■ **Text section**:
>> START
AAJ: That was absolutely meant to be.

DDB: Yeah [laughs]. It's how I make my life. If I want to do something, I need a sign, I need a clear sign that I'm supposed to do that thing. Otherwise, just like with this option for the play—it was just like all kinds of stuff happened, and I thought, "Well, maybe I'm not supposed to do the play." I let it go in August. And it was when I let it go that Universal International in London said, "Well, since you got that CD that you've done, what about releasing that?" And I was, like, "Ooookay," and I've been running ever since, to get it ready for the release date.

AAJ: Well, it's a gorgeous album. Sometimes when people record tributes, you never know what you're going to find, but it's gorgeous.

DDB: Oh, thank you. It's a celebration of Billie, which is something people don't usually do when they do a tribute to Billie Holiday. You know, it's kind of predictable, and very typical—the tragic side of her. And not very many people know that she was a funny woman, and she was just one of the fellows when she was out on the road, and she could crack a joke just like the rest of them, and could talk like a sailor, you know? And then she would be this gorgeous, mysterious creature on stage. And it is almost like she had a double identity. When I researched for the play, it's when I discovered all of that information. So I decided, just like with most of the things I do, that I wanted to do a different take on it, especially if it's something other people have done, or a similar idea, even though it might be different music. I try and bring out some other quality to that project that hasn't been explored by others in some of the projects. So with this one, I said, "Well, let me make it a celebration."
>> END
Source data
>> START
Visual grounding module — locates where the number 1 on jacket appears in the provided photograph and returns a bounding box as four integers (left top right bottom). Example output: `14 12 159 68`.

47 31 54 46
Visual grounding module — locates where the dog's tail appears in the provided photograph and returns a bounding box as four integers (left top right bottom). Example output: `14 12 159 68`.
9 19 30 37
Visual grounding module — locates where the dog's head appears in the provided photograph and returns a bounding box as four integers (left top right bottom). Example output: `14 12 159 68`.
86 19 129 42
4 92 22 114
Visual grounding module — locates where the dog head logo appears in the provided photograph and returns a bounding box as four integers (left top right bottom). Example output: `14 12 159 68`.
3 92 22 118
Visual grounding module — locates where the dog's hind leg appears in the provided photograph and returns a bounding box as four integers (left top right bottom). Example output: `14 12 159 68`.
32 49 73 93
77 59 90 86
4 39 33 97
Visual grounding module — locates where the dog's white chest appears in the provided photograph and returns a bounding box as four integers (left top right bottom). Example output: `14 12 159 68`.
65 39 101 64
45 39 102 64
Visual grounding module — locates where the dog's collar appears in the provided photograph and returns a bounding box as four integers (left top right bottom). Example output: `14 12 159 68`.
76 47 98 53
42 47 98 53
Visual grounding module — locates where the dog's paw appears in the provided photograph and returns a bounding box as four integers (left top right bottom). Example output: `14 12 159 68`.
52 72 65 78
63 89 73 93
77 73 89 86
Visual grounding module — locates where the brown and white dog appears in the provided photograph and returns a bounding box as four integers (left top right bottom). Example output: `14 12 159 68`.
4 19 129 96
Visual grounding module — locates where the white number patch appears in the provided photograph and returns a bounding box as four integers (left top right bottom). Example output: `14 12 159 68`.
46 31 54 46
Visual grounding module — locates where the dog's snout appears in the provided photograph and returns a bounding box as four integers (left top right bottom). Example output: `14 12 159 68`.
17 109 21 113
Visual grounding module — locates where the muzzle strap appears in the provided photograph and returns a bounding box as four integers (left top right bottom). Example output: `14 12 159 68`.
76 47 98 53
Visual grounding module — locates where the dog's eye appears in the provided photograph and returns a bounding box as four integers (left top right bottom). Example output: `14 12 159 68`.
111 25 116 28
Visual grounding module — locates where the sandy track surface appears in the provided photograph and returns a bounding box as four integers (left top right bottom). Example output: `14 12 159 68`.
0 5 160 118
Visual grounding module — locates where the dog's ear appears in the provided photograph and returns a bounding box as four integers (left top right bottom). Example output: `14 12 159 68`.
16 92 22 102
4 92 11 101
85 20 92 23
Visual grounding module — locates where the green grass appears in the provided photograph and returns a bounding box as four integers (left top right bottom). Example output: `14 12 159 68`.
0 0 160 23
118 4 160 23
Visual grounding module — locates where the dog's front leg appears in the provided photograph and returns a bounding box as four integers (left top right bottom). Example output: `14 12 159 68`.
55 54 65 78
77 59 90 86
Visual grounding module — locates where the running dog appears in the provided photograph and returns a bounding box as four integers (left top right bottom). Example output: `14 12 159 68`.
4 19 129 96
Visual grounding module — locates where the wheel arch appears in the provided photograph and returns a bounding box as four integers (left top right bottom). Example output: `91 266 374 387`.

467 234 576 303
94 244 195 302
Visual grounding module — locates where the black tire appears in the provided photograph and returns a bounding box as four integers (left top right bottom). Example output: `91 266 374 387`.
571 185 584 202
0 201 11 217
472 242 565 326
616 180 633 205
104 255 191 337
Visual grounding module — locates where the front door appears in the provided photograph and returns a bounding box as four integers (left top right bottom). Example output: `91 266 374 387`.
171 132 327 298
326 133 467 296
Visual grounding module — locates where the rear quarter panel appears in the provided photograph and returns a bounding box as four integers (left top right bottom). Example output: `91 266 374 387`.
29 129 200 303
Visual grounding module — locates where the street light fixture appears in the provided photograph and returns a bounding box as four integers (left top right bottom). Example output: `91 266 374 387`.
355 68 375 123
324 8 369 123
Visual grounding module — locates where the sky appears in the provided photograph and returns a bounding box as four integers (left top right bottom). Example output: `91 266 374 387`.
>> END
■ **Exercise objective**:
Answer these questions about the interview:
1. In which month did DDB let the play go?
2. Which company proposed releasing the CD?
3. What did DDB decide to make the Billie Holiday album instead of a typical tribute?

■ **Reply to the task**:
1. August
2. Universal International in London
3. A celebration of Billie